GIVEN INSTRUCTION:
Rewrite the entries below with each "drops" changed to "places" and all other text left unchanged.

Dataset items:
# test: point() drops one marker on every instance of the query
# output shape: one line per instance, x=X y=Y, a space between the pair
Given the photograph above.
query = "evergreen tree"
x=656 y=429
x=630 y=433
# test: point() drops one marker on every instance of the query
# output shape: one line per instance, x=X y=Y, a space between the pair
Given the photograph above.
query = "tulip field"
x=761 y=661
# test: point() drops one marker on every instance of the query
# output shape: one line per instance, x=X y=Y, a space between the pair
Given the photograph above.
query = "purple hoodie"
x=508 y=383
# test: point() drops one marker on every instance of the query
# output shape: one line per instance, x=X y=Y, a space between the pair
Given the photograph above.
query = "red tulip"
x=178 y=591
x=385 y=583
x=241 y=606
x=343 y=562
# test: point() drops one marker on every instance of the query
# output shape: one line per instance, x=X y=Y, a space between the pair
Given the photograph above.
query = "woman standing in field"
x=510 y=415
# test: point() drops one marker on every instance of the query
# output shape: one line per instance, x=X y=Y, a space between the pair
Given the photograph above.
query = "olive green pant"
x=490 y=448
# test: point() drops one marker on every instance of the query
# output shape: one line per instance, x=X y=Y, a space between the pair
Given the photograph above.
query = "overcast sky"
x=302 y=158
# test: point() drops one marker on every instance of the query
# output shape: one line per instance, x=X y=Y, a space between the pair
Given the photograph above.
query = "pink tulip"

WRITTEN RESPONSE:
# test: point() places one marker on every instance of the query
# output shape: one line per instance, x=X y=Y, a space between the pair
Given the photograph above.
query = "evergreen tree"
x=656 y=429
x=630 y=433
# test: point() places one marker on every instance of the query
# output shape: one line per instance, x=X y=Y, a space between the pair
Given the photograph above.
query = "tulip field"
x=761 y=661
# test: point() places one marker on every instance of the query
# output shape: one line per instance, x=X y=Y, a space between the pair
Given the photograph above.
query = "purple hoodie"
x=508 y=383
# test: point() places one marker on every instance of the query
# output shape: one line per instance, x=X y=Y, a space between the pair
Given the photograph above.
query = "red tulip"
x=178 y=591
x=385 y=583
x=241 y=606
x=343 y=562
# test: point() places one marker on every instance of the query
# output shape: one line per instance, x=X y=Y, a space between the pair
Given the photograph above.
query = "woman standing in field"
x=510 y=415
# test: point() places one marker on every instance of the query
# output shape: one line per instance, x=X y=Y, a space between the pair
Given the photograph above.
query = "olive green pant"
x=490 y=448
# test: point() places one marker on every instance of the query
# output shape: one line per instance, x=X y=Y, a space between the pair
Given the photograph above.
query = "overcast sky"
x=302 y=158
# test: point() places one marker on every instance of the query
# output shape: one line per instance, x=X y=Y, a space between the pair
Given the photograph above.
query = "pink tulip"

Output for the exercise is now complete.